Obiettivo.
Secondo la pagina sulle origini del concetto di empatia, nelle opere di quali autori compare per la prima volta la parola empatia?

Pagina.
■ ■ ■

Introduzione
Se per empatia, in senso generale, è possibile intendere la capacità di immedesimarsi in un’altra persona e di coglierne gli stati d’animo, l’originaria definizione del termine si riferiva a significati differenti.
La parola empatia (in tedesco Einfuhlung) compare per la prima volta nelle opere dello scrittore tedesco Herder e del poeta Novalis, esponenti del romanticismo europeo.
In questi due autori il concetto di empatia ha una valenza eminentemente estetica ed esprime l’immedesimazione totale del soggetto nella vita della natura, concepita, romanticamente, come essere vivente spirituale.
Attraverso l’empatia l’oggetto natura ha una sua risonanza estetica all’interno del soggetto poeta.
La parola empatia, in questi due autori, è però usata occasionalmente e non ha una sua sistemazione teorica chiaramente definita.
Sempre nel campo della speculazione estetica, ma con una visione sicuramente strutturata, si muovono le riflessioni del filosofo tedesco Robert Vischer, vissuto nella seconda metà del secolo scorso.
Al contrario della concezione romantica (la natura intesa come flusso vitale spirituale) la speculazione di Vischer interpreta la natura come contrapposta, alienata dallo spirito, priva di “logos” e di anima. Sempre secondo Vischer è la fantasia umana a trasmettere e a “sentire”, riflessa nella natura, la vita dello spirito. La fantasia si identificherebbe come empatia, intesa come capacità di cogliere la vita della natura esterna come se fosse la vita della natura interna, cioè del corpo umano, unità di natura e di fantasia.
Per entrare maggiormente nello specifico bisogna tener presente che la riflessione di Vischer parte dalla concezione hegeliana del bello come creazione e “riflesso dello spirito” e individua la fantasia come forza misteriosa, interiore e spirituale, che non soltanto è una facoltà estetica, ma la fonte stessa del bello: ragion per cui il bello non sarebbe una cosa in sé, ma un puro atto di intuizione del soggetto.
Sempre secondo Vischer il soggetto, nel momento in cui percepisce un oggetto della natura, lo “aliena” dal suo essere naturale e lo fa rivivere nel suo valore simbolico. Questo valore simbolico rivelerebbe e esprimerebbe l’intima unione della natura e della fantasia, come se esistesse una corrispondenza misteriosa che fa sì che un oggetto naturale possa in qualche modo influire sulle emozioni del soggetto.
La fantasia, sempre secondo Vischer, coglie il valore simbolico della natura attraverso una sorta di “sentire dentro” o “consentire”, attraverso il quale il soggetto esprime la vita della natura come vita spirituale; senza questo atto la natura rimarrebbe inerte.
La vita spirituale della natura può poi essere colta dal soggetto attraverso il ponte di passaggio del corpo, che viene da Vischer definito come unità di natura e di fantasia. E così la capacità del soggetto di cogliere questa “risonanza” della vita della natura viene definita, dallo stesso Vischer, empatia.
Già con quest’ultima definizione siamo all’interno dello scenario della dualità tra un soggetto “monadico” e la natura.

■ ■ ■

Dati forniti.
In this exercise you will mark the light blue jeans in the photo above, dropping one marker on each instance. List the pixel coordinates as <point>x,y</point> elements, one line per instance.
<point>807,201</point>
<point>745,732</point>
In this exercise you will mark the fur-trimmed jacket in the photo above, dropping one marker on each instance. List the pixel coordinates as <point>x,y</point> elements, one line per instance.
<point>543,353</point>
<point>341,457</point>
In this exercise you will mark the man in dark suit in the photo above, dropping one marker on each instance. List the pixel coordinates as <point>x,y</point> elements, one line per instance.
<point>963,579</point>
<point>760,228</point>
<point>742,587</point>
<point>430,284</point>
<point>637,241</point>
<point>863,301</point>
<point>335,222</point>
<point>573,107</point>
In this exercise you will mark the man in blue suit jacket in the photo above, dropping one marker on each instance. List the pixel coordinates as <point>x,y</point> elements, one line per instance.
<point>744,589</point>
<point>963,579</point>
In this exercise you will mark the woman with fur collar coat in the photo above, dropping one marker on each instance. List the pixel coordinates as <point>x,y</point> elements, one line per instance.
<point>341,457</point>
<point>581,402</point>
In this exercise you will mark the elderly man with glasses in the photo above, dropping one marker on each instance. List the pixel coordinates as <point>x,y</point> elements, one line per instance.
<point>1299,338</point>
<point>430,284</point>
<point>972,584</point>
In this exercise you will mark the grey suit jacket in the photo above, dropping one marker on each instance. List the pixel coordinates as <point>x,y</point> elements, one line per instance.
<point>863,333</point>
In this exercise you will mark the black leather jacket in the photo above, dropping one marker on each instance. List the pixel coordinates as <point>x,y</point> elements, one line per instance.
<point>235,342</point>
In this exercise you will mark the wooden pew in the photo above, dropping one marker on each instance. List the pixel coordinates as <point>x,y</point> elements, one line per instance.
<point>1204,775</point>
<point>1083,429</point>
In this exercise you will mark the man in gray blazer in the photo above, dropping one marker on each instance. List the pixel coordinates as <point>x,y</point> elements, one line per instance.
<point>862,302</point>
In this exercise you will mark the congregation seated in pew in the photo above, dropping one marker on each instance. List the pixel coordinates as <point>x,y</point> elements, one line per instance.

■ ■ ■

Risposta.
Nelle opere dello scrittore tedesco Herder e del poeta Novalis.